Required action =
Please set down every record exactly as it appears below.

Stored data entries
--

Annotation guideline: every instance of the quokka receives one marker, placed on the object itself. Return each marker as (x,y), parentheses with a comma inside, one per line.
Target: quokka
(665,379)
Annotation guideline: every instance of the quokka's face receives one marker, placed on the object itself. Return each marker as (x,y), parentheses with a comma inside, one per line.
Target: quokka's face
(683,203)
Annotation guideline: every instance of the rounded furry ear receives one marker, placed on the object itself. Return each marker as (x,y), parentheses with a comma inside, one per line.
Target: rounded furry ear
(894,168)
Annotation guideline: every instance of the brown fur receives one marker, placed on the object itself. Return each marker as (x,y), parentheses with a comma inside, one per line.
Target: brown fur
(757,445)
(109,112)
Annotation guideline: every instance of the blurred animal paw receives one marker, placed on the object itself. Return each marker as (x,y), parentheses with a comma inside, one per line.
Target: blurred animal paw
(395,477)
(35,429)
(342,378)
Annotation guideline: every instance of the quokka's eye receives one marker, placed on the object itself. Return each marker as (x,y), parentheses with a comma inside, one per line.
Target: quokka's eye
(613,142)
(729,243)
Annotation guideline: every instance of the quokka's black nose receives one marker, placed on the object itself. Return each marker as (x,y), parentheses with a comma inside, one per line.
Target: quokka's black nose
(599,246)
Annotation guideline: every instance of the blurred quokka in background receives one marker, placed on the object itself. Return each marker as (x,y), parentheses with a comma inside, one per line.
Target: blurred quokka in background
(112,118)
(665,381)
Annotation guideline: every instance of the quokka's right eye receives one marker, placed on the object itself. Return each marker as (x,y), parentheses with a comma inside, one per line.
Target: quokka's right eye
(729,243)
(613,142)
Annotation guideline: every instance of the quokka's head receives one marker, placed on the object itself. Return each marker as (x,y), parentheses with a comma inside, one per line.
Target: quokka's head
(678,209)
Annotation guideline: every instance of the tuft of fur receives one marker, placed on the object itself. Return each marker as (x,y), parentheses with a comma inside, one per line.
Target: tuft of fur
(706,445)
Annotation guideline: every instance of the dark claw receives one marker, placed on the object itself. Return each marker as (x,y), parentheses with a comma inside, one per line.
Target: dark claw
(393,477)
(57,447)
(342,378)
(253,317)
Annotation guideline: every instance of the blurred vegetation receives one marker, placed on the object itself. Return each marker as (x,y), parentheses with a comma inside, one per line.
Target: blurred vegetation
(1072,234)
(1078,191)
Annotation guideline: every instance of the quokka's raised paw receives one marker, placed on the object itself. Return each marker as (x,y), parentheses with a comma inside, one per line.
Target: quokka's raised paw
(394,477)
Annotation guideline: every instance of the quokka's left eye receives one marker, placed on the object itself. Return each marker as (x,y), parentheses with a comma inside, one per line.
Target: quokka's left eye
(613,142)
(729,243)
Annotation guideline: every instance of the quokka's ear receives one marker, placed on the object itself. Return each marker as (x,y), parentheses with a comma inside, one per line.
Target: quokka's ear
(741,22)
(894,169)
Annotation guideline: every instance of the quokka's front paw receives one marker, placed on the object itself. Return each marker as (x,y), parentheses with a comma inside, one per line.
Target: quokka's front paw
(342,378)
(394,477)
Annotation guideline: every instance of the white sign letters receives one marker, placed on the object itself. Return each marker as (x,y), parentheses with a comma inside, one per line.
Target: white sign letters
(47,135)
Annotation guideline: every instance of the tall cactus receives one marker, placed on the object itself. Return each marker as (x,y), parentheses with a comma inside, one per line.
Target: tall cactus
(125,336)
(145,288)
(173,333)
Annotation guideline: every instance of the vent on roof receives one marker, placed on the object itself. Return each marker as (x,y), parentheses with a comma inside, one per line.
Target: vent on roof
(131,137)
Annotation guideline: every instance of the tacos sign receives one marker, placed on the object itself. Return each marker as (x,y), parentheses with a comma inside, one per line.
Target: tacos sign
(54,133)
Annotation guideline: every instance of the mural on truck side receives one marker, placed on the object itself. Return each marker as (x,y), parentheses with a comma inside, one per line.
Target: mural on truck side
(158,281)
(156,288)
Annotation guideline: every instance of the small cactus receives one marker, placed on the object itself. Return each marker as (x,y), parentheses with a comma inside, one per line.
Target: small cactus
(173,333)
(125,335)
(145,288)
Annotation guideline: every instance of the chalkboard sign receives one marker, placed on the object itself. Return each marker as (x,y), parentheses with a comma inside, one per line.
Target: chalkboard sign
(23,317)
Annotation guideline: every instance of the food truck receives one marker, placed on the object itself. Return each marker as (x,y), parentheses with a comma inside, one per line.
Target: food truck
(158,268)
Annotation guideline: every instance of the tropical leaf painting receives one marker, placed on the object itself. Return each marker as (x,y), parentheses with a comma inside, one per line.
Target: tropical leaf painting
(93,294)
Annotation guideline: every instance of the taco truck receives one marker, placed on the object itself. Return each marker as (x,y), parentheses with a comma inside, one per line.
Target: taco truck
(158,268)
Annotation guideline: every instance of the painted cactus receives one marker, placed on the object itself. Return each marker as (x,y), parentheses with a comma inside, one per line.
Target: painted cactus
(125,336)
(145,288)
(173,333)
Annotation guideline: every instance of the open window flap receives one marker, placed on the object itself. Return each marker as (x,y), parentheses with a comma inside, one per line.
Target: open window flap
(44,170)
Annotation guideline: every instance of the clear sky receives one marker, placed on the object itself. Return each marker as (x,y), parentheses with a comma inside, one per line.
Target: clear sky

--

Answer to the exercise =
Annotation guideline: every instance of the quokka receives one marker, placed on the object itself. Return each marker as (x,y), parentheses with a comma inside, one per line.
Target: quokka
(665,379)
Annotation guideline: every instance of the quokka's face receives one marker, placed on the object itself. Return each marker as (x,y), parentheses with a comma inside, one per line.
Target: quokka's face
(683,203)
Annotation guideline: every instance of the rounded furry ear receives one marker, placed on the object itself. Return each marker as (x,y), parentheses with a comma inside, one per line.
Target: rounded furry ear
(894,168)
Annotation guideline: every instance of the brown fur receives one marker, placed on the object itself. Return each marker as (x,y), parentheses with a comma inside, one per line.
Target: brown fur
(757,445)
(109,112)
Annotation guideline: every instance of the blurred animal paw receives one marker, placed on the object itself. Return each marker as (x,y), parentheses with a comma inside, one per line.
Target: blurred animal paw
(395,477)
(35,429)
(342,378)
Annotation guideline: every instance of the quokka's eye receives one marker, placed on the object itself. Return each marker as (x,y), parentheses with a comma inside, one per line.
Target: quokka's eye
(613,142)
(729,243)
Annotation guideline: every instance of the quokka's black nose receives one marker, placed on the object itself. Return each marker as (x,y), parentheses with a comma inside, one per line.
Target: quokka's black nose
(599,246)
Annotation guideline: every instance of the blurred quokka in background receives one marker, placed on the object itself. Return each marker as (x,y), parentheses with a comma inside, one per line.
Target: blurred quokka in background
(112,118)
(665,381)
Annotation guideline: every instance of the quokka's right eye receives one marker, placed on the object itself. Return each marker as (x,y), parentheses with a comma inside, one per line.
Target: quokka's right eye
(729,243)
(613,142)
Annotation guideline: every instance of the quokka's head receives one marker, placed on the object itself. Return each marker as (x,y), parentheses with a comma inside, one per line.
Target: quokka's head
(678,209)
Annotation guideline: every instance of the tuft of fur receives one marker, placed on the object itself. Return each marker as (x,y), parentheses with a comma inside, one per line.
Target: tuft of fur
(706,445)
Annotation guideline: every instance of the dark claw receives one marker, placed on the object itself. Return each marker as (x,y), parentheses with a comma inside, one per line.
Target: dark claw
(393,477)
(57,447)
(342,378)
(253,317)
Annotation guideline: every instance of the blurred vegetation receives one marker, placed on the object itself. Return each marker as (x,y), parentheses with a comma inside, one per line.
Target: blurred vegetation
(1072,234)
(1078,191)
Annotation guideline: every instance of the quokka's raised paw receives one marker, placed on the object itself. Return each marker as (x,y), parentheses with a comma inside, one per line.
Target: quokka's raised paw
(394,477)
Annotation guideline: every instance of the quokka's left eye receives one marker, placed on the object itself. Return each marker as (x,y), parentheses with a comma inside, one per line.
Target: quokka's left eye
(613,142)
(729,243)
Annotation guideline: every instance of the quokka's ear receives one marker, placed on the object itself. Return each marker as (x,y), parentheses with a comma inside, one per line.
Target: quokka's ear
(741,22)
(894,169)
Annotation guideline: every instance of the quokka's front paw receives one marker, placed on the object itself. Return each marker as (x,y), parentheses with a comma inside, one per line.
Target: quokka's front paw
(342,378)
(394,477)
Annotation guideline: every instance of the white sign letters receives one marker, placed on the object itself. Return each marker as (x,y), parentheses with a comma inside, one per line.
Target: white sign letters
(47,135)
Annotation guideline: every instance of the tall cactus receives one marker, placed on the object itself. Return each marker as (x,y), parentheses with a comma inside, one per line.
Target: tall cactus
(125,336)
(145,288)
(173,333)
Annotation guideline: every instance of the vent on roof receives one marker, placed on the object itself. Return each marker as (x,y), parentheses with a comma inside, one per line.
Target: vent on roof
(131,137)
Annotation guideline: every instance of the tacos sign receives one marker, placed on the object itself. Return each marker as (x,y), parentheses with a comma inside, one per line.
Target: tacos sign
(54,133)
Annotation guideline: every instance of the mural on truck side receives one marker, placed on the object itself. Return each marker as (x,y), parentheses with a comma inside, one per line.
Target: mural on truck side
(158,281)
(156,288)
Annotation guideline: every instance of the small cactus receives one marker, placed on the object itself. Return each marker as (x,y), parentheses with a comma inside, one per line.
Target: small cactus
(173,333)
(125,335)
(145,288)
Annotation guideline: every instance of the chalkboard sign receives one marker, placed on the object itself. Return each marker as (x,y), parentheses with a comma inside, one per line.
Target: chalkboard sign
(23,317)
Annotation guideline: every instance of the food truck receives one marker, placed on the object itself. Return each marker as (x,y), parentheses with a comma inside, one per line.
Target: food truck
(158,268)
Annotation guideline: every instance of the tropical leaf painting receives one marker, placed on the object itself. Return each marker as (x,y), parentheses with a comma inside, one per line.
Target: tropical leaf painting
(93,294)
Annotation guideline: every instance of the taco truck receives one marker, placed on the object itself. Return each marker as (x,y), parentheses with a comma inside, one per line.
Target: taco truck
(158,268)
Annotation guideline: every instance of the painted cactus receives one marker, placed on the object itself. Return each marker as (x,y), parentheses with a comma inside, one per line.
Target: painted cactus
(125,336)
(145,288)
(173,333)
Annotation guideline: every instance of the open window flap receives one marker, placed on the object itself. Return each marker as (x,y), parentheses with a comma inside, one per line.
Target: open window flap
(44,170)
Annotation guideline: every instance of the clear sky receives one marker, placed on the object itself. Return each marker as (x,y), parentheses with a comma inside, one per line.
Target: clear sky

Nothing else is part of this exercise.